- _Data for this exercise_:
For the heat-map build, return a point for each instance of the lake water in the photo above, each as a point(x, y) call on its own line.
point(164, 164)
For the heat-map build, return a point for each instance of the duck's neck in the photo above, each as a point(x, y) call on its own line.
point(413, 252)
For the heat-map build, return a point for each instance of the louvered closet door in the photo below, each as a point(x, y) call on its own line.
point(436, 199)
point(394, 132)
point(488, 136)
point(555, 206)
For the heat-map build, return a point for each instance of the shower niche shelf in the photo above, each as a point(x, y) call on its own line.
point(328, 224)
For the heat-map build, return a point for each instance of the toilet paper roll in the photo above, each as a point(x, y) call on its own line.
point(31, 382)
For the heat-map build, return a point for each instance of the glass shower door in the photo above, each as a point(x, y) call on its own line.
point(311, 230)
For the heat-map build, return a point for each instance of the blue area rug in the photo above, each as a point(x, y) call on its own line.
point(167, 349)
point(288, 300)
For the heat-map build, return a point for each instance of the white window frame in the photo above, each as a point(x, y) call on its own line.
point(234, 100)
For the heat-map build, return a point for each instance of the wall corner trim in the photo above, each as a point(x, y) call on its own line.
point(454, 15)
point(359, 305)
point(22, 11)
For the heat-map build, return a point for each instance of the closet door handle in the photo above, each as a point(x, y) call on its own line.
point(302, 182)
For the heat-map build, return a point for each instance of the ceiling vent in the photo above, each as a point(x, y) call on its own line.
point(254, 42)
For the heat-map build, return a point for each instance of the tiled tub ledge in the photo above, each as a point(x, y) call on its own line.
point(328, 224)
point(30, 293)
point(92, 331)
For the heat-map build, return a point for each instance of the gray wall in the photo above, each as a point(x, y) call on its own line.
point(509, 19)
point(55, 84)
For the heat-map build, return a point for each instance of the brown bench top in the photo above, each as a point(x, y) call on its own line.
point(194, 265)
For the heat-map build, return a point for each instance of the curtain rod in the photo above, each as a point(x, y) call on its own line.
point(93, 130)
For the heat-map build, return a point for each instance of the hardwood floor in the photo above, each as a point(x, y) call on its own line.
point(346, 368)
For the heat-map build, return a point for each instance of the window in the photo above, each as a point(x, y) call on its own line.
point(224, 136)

- _Required work_:
The line containing "of the glass" and every line after it, through the end of the records, should be repeated exactly and alone.

- _Result of the task_:
For the heat-map build, return a point for each instance of the glass shower door in the photo above, each as a point(x, y) call on its own line.
point(311, 230)
For the heat-map build, return a point for each instance of the blue area rug in the photo above, each as a point(x, y) call on its own line.
point(167, 349)
point(288, 300)
For the heat-map build, return a point for each instance of the white window frame in the photo above, each as a point(x, y) call on its own line.
point(234, 100)
For the heat-map build, return a point for each instance of the wall corner trim in the photo above, each as a point(x, y) call on its own line.
point(454, 15)
point(359, 305)
point(22, 11)
For the heat-map build, return a point for each instance of the closet door handle in the photo above, each as a point(x, y) call on its own line.
point(302, 182)
For the heat-map build, return a point for each instance of the ceiling vent in the photo above, each as a point(x, y) call on its own line.
point(254, 42)
For the heat-map build, return a point for each instance of the tiled tub ledge in the photo above, each as a point(x, y) call on its own line.
point(328, 224)
point(30, 293)
point(92, 331)
For the heat-map build, return a point for each instance of the gray wall in the photo above, each as a point(x, y) call on its own line.
point(509, 19)
point(55, 84)
For the heat-map build, return a point for each instance of the brown bench top in the photo above, each as a point(x, y) call on its own line.
point(194, 265)
For the heat-map build, return a point for each instance of the curtain rod in the photo above, each as a point(x, y) call on its own line.
point(93, 130)
For the heat-map build, return a point for each instance of the hardwood floor in the photo above, each as a point(x, y) call on its own line.
point(346, 368)
For the heat-map build, return a point for each instance of the window in the photo above, each as a point(x, y) call on its own line.
point(224, 136)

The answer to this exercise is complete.